— TASK TO CARRY OUT —
Pull out every line of the listing below that contains the word "roof", and copy each one in full.

— EXERCISE DATA —
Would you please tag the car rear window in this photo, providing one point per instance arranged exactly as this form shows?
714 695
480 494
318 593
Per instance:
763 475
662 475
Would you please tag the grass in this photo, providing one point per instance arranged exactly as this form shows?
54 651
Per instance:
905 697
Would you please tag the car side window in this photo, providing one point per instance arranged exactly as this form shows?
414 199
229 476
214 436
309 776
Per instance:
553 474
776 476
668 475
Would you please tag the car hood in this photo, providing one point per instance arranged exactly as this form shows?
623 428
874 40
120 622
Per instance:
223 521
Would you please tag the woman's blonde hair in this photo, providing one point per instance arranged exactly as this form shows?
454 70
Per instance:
--
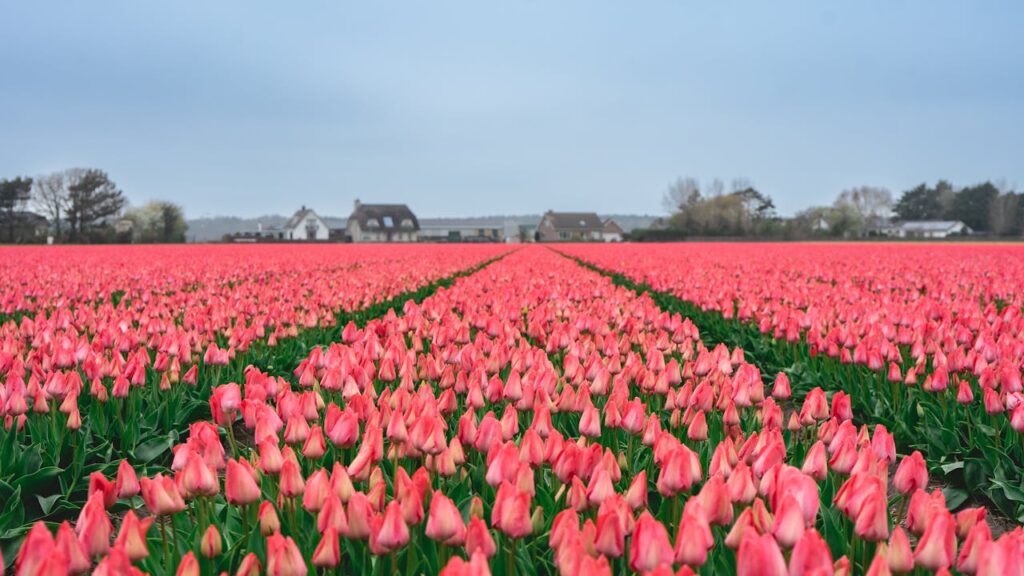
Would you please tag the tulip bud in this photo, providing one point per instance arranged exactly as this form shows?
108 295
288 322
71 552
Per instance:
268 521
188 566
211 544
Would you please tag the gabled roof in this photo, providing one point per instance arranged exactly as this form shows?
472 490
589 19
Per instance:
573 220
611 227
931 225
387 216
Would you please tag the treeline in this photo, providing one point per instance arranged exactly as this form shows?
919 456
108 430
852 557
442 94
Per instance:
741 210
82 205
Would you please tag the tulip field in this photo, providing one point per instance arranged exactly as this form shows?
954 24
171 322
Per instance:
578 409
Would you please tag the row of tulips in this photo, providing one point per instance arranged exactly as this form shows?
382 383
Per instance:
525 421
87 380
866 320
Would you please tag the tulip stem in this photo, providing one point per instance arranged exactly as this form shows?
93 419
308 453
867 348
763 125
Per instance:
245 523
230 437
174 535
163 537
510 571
==
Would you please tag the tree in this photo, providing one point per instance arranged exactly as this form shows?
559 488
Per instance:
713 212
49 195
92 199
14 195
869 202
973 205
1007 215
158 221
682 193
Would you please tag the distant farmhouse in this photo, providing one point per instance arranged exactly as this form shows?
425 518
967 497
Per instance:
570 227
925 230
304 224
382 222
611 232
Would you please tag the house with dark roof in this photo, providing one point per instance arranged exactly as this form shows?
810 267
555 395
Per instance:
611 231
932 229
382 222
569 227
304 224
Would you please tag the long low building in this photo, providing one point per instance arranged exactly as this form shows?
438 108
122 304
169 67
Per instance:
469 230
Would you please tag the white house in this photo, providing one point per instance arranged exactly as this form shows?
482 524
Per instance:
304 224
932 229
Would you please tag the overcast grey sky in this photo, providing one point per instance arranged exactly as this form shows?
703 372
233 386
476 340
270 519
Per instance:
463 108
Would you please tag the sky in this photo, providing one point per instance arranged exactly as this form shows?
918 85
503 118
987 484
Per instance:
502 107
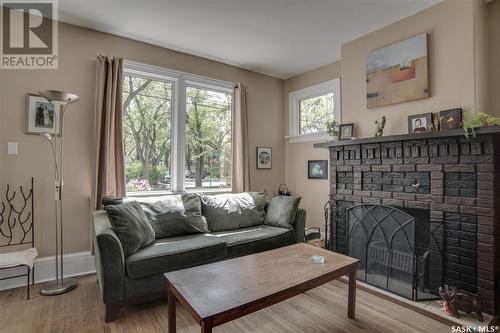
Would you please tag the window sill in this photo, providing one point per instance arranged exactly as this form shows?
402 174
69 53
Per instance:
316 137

— CORRECT ANSWER —
Would you please tag the gabled roof in this photo, providing one point per instance arranged exactly as this form shows?
Would you please tag the house with dark roof in this photo, providing one point per instance arranged exactly as this form shows?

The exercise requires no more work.